_TEXTE FOURNI_
%%

DISCOURS DU PARRAIN
Je
voudrais m’exprimer à la hauteur du sens de cet évènement qui nous réunit ce
matin. Je pense aussi pouvoir profiter de l’occasion qui m’est offerte, à
travers ce parrainage, que je considère
comme une grande marque d’estime à l’égard de ma modeste personne, pour
revenir sur un certain nombre de mes préoccupations morale et intellectuelle et
livrer quelques-unes de mes intimes convictions.
Mais
auparavant, je voudrais magnifier cet acte posé par la Librairie Payot et la
Direction du Livre et de la Lecture, qui est d’une haute portée symbolique.
C’est une façon d’encourager la jeunesse de Ndondol à se former et à se
cultiver par le savoir, qui a été toujours incontournable dans la marche des
sociétés humaines.
Vous
comprendrez aisément aussi, l’émotion avec laquelle je m’exprime, devant cette
auguste assemblée. Elle se justifie par l’honneur que le centre UNESCO de
Ndondol, et par-delà toute la population de Ndondol, m’a fait en me choisissant
comme parrain de cette cérémonie de remise de don de livres offerts par la
Librairie Payot et La Direction du Livre et de la Lecture à la Bibliothèque dudit
centre. J’en suis d’autant plus content qu’il s’agit d’un honneur que ma terre
natale, Ndondol, m’a fait dans le domaine du livre et de la lecture qui
m’intéresse particulièrement et pour lequel je fournis, depuis un certain
nombre d’années, des efforts soutenus, constants et désintéressés. Et je peux
dire, sans risque de me tromper, pour citer Cheikh Anta Diop que « L'activité
de recherche est conforme à mon tempérament »[1]
A l’ère d’une
civilisation marquée par l’écran, le support électronique et virtuel, à travers
Internet et les TIC (Technologies de l’Information et de la Communication), le livre demeure toujours encore un moyen
non négligeable pour la formation de l’esprit et la transformation sociale.

%%

_EXERCICES_
[A] Reproduisez le passage du discours du parrain qui commence par les mots contenant "DISCOURS DU PARRAIN" et se termine par "haute portée symbolique.".
[B] Dans le discours du parrain, quels adjectifs qualifient les efforts que l'orateur dit fournir pour le livre et la lecture ?
[C] Rédigez la suite du discours du parrain après sa dernière phrase.
Les enregistrements n'ont aucun rôle dans ce travail.

[Lignes du jeu de données]
%%

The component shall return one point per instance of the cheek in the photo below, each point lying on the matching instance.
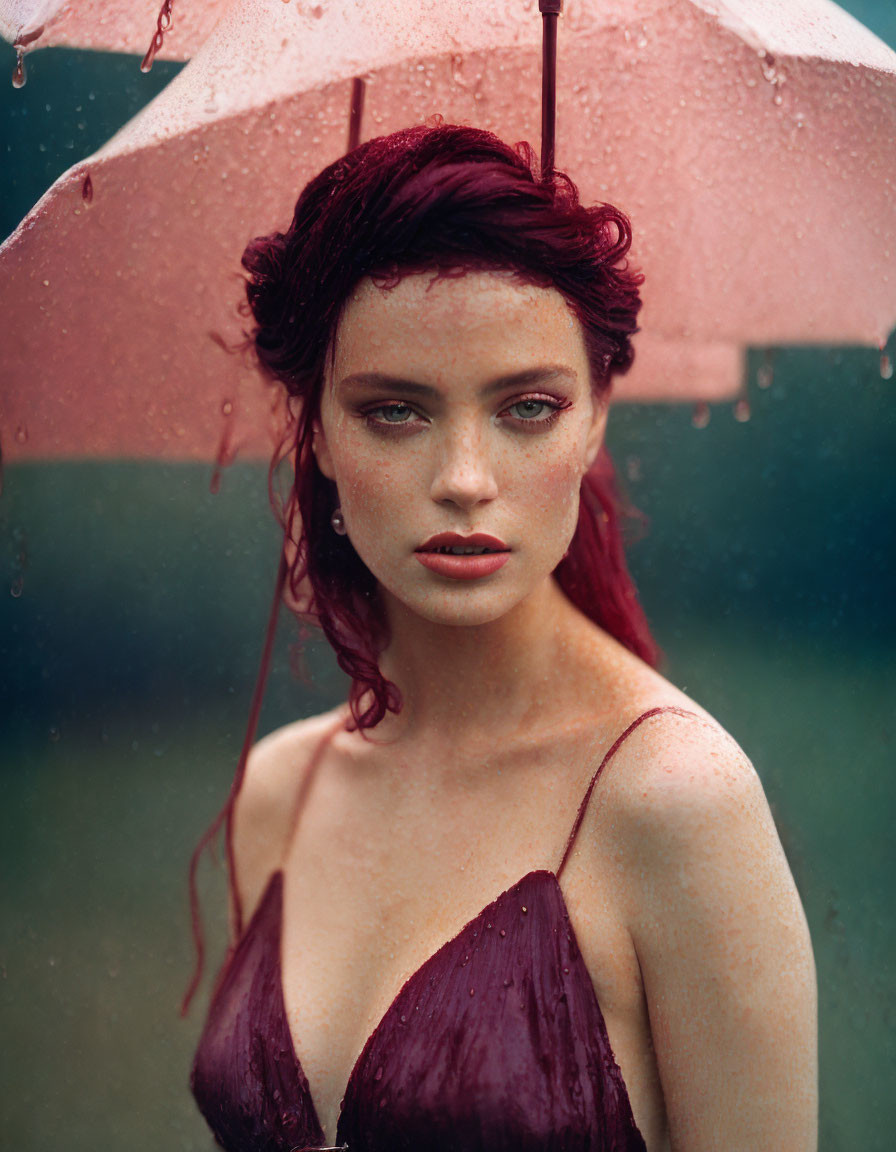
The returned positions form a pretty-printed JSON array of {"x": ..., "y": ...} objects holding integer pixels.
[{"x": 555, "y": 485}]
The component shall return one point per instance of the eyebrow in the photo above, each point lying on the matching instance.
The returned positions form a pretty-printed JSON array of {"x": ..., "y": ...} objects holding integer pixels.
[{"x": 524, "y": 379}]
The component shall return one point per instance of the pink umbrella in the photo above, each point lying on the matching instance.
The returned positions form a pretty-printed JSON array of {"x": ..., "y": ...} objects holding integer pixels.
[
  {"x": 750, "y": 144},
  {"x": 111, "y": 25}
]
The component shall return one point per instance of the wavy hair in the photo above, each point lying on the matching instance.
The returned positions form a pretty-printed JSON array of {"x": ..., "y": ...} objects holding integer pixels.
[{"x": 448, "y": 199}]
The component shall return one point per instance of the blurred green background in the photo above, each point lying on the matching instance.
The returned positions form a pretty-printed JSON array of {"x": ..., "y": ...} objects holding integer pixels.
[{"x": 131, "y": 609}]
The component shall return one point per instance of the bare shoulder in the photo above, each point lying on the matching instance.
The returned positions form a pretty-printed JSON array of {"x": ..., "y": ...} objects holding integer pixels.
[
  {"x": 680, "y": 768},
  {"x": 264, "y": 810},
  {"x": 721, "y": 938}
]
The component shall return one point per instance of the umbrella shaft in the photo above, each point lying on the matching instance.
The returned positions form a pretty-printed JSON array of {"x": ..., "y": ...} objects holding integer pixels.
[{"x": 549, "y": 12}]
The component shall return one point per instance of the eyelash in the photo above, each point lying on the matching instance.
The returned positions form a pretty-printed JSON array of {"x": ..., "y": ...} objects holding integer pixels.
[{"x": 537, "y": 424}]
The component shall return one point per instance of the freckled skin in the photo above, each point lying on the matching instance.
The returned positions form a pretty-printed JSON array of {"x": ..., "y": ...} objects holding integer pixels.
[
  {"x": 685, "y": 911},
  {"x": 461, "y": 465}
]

%%

_RÉPONSES_
[A]
DISCOURS DU PARRAIN
Je
voudrais m’exprimer à la hauteur du sens de cet évènement qui nous réunit ce
matin. Je pense aussi pouvoir profiter de l’occasion qui m’est offerte, à
travers ce parrainage, que je considère
comme une grande marque d’estime à l’égard de ma modeste personne, pour
revenir sur un certain nombre de mes préoccupations morale et intellectuelle et
livrer quelques-unes de mes intimes convictions.
Mais
auparavant, je voudrais magnifier cet acte posé par la Librairie Payot et la
Direction du Livre et de la Lecture, qui est d’une haute portée symbolique.

[B] soutenus, constants, désintéressés

[C]
Dans un contexte dominé par l’argent, le bien matériel, la recherche effrénée
du profit, la promotion du corps et de son cortège de plaisirs, bref dans un
monde en crise de valeurs parce qu’en crise de sens, le culte de l’esprit, à travers le livre et la lecture, demeure un
refuge incontestable pour ceux qui veulent s’inscrire dans la lignée des hommes
de valeurs, de culture et de sagesse.
La lecture permet
d’acquérir un capital culturel, moral et intellectuel qui peut aider à faire face
à certaines difficultés de la vie et à relever certains défis de l’existence. Ne pas lire, c’est ne pas accéder à
l’argument. Or, si on n’a pas d’arguments, on ne peut pas convaincre et
inspirer les autres. C’est dans cette lancée que la romancière sénégalaise Aminata Sow Fall s'exprimait ainsi : « Au Sénégal, il est urgent d’encourager la
lecture, car elle forme les esprits et
modèle les âmes. On me dit toujours que les enfants ne lisent plus, mais même
les professeurs ne lisent plus. Le livre doit être plus accessible »[2].
C’est pourquoi,
j’invite la jeunesse de Ndondol, en particulier les élèves et étudiants, à
fréquenter les livres, car une
bibliothèque, avant d’être décorative, doit d’abord être utilitaire.
L’homme
est un être de culture et de connaissance. Le savoir est fondamental dans la
vie humaine. Il constitue la sève nourricière de l’esprit. Il est une guidance
pour ses actions. C’est la lumière qui éclaire la vie de l’homme. L’importance
du savoir met en relief la centralité du livre et de la lecture dans une
société où la tradition de l’oralité domine encore. Pour moi, le livre constitue l’un des témoignages les plus remarquables
de notre passage sur terre. Il permet de fixer le savoir et de le transmettre à
travers les générations.
C’est
dans ce sens que feu Amady Aly Dieng
écrivait : « Le livre constitue
une victoire des hommes sur le temps et sur l’espace. Le livre peut être
transmis des anciennes aux nouvelles générations. C’est un combat de gagner sur
le temps destructeur […] En définitive, le livre est un instrument
efficace pour lutter contre la mort. Les écrivains continuaient à vivre parmi
les vivants »[3].
Seulement,
avant de mourir, le doyen Amady Aly
Dieng nous mettait en garde contre le désintéressement de notre peuple
vis-à-vis du savoir, du livre et de la lecture au profit des activités festives.
Je le cite encore : « Les
livres sont aujourd’hui lacérés, déchirés, passés à la lame de rasoir ou volés.
Les criminels culturels se multiplient sans qu’on puisse les aligner devant des
poteaux d’exécution »[4].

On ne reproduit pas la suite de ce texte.